>> BEGIN Extract provided

Posted: December 31, 2010 04:59 PM

Energy efficiency appears to offer a perfect solution for our energy problems. Efficiency improvements not only reduce the energy consumption of appliances, cars and industrial processes, but typically pay for themselves. They are "not a free lunch, but a lunch you're paid to eat," Ernst Ulrich von Weizsäcker, Amory Lovins and Hunter Lovins argued in their influential book, Factor Four. Their twin benefits make efficiency improvements politically more palatable than measures such as carbon taxes.

A recent story in The New Yorker magazine has cast doubts about the effectiveness of energy efficiency. "The problem with efficiency gains is that we inevitably reinvest them in additional consumption," argues David Owen in his article, "The Efficiency Dilemma." His story has triggered a heated debate in the blogosphere. The issue at stake is as complicated as it is important. Here is an overview.

David Owen illustrates his critique with the example of refrigeration. A study by the World Economic Forum found that the average refrigerator sold in the US today uses three quarters less energy than in 1975, even though it is 20% larger. This looks like the perfect win-win situation for the environment and consumers. Yet, says Owen, "the issue may be less straightforward than it seems." The cheaper use has allowed refrigerators to proliferate in ever new areas (such as hotel rooms). And it has helped boost the wasteful frozen food sector, which may cancel out the gains achieved through efficiency improvements. Such indirect impacts are called the "rebound effect" or, after a British economist from the mid-19th century, the Jevons paradox.

>> END Extract provided
>> BEGIN Provided data

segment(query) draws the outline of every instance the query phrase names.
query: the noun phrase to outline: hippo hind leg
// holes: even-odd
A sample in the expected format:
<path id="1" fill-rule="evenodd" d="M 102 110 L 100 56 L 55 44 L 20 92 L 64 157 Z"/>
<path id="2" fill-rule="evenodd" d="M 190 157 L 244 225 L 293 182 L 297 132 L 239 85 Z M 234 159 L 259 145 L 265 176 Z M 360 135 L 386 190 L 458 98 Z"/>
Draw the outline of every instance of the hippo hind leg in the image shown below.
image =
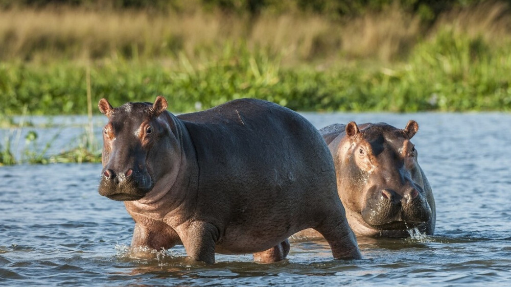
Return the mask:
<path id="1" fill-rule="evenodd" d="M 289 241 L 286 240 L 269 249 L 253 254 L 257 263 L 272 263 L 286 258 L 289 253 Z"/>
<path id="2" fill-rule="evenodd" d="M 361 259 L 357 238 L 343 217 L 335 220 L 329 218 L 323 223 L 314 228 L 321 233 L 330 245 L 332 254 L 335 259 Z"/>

>> END Provided data
>> BEGIN Provided data

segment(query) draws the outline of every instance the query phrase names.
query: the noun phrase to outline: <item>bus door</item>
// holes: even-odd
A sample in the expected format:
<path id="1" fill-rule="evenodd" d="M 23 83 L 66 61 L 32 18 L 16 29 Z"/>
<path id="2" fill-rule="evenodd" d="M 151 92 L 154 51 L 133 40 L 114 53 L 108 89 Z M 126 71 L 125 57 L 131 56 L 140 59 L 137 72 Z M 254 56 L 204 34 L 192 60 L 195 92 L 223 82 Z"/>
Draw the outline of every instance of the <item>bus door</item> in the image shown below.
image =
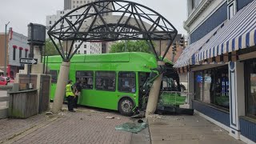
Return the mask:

>> END Provided data
>> BEGIN Provided data

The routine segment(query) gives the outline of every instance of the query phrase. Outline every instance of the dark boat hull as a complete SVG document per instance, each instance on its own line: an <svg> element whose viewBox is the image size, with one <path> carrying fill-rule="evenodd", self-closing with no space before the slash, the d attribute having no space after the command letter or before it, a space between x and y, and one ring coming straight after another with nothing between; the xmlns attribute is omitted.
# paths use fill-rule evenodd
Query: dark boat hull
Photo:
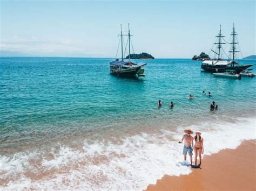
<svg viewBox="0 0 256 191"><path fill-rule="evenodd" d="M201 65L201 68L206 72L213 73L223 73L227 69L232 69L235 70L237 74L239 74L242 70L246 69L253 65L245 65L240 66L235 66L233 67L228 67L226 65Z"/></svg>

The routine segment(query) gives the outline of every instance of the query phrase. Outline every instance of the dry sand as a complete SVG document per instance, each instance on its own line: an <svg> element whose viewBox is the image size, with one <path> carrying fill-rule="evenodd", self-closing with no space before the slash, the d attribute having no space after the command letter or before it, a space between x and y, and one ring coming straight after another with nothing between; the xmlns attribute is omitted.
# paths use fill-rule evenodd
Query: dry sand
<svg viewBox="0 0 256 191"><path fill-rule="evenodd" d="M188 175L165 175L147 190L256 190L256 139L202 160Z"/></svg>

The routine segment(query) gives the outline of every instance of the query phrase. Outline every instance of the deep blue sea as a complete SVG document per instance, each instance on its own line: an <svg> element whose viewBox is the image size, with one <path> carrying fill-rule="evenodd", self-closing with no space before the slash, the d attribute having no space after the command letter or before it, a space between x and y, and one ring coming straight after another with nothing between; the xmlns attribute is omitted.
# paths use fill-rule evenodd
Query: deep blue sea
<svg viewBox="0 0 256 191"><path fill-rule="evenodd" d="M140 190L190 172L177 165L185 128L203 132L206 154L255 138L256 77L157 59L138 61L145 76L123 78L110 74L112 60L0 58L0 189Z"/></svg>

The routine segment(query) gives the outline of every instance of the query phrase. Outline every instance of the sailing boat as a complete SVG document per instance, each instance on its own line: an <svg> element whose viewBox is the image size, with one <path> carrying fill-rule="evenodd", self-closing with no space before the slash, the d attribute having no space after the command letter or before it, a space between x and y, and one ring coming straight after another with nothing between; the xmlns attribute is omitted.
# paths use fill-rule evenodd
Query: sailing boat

>> END Provided data

● **Instructions**
1. In the energy efficiency extract, how would you restate the paragraph beginning "David Owen illustrates his critique" as a short bulleted list that keeps its main facts?
2. Can you quote the entries between the lines holding "of the dark" and "175L165 175L147 190L256", inclusive, leaving out the pictures?

● **Responses to the exercise**
1.
- Owen illustrates his critique with refrigeration.
- A World Economic Forum study found that the average refrigerator sold in the US today uses three quarters less energy than in 1975, although it is 20% larger.
- This looks like a win-win for the environment and consumers, but Owen says the issue may be less straightforward.
- Cheaper use let refrigerators spread into new areas, such as hotel rooms, and helped boost the wasteful frozen food sector. This may cancel out the efficiency gains.
- Such indirect impacts are called the "rebound effect" or the Jevons paradox, after a mid-19th-century British economist.

2.
The routine segment(query) gives the outline of every instance of the query phrase. Outline every instance of the dark boat hull as a complete SVG document per instance, each instance on its own line: an <svg> element whose viewBox is the image size, with one <path> carrying fill-rule="evenodd", self-closing with no space before the slash, the d attribute having no space after the command letter or before it, a space between x and y, and one ring coming straight after another with nothing between; the xmlns attribute is omitted.
# paths use fill-rule evenodd
Query: dark boat hull
Photo:
<svg viewBox="0 0 256 191"><path fill-rule="evenodd" d="M201 65L201 68L206 72L213 73L223 73L227 69L232 69L235 70L237 74L239 74L242 70L246 69L253 65L245 65L240 66L235 66L233 67L228 67L226 65Z"/></svg>

The routine segment(query) gives the outline of every instance of the query phrase. Outline every instance of the dry sand as a complete SVG document per instance, each instance on its own line: an <svg> element whose viewBox is the image size, with one <path> carrying fill-rule="evenodd", self-closing with no space before the slash, the d attribute having no space after the command letter or before it, a space between x and y, and one ring coming straight after another with nothing between; the xmlns attribute is omitted.
# paths use fill-rule evenodd
Query: dry sand
<svg viewBox="0 0 256 191"><path fill-rule="evenodd" d="M188 175L165 175L147 190L256 190L256 139L202 160Z"/></svg>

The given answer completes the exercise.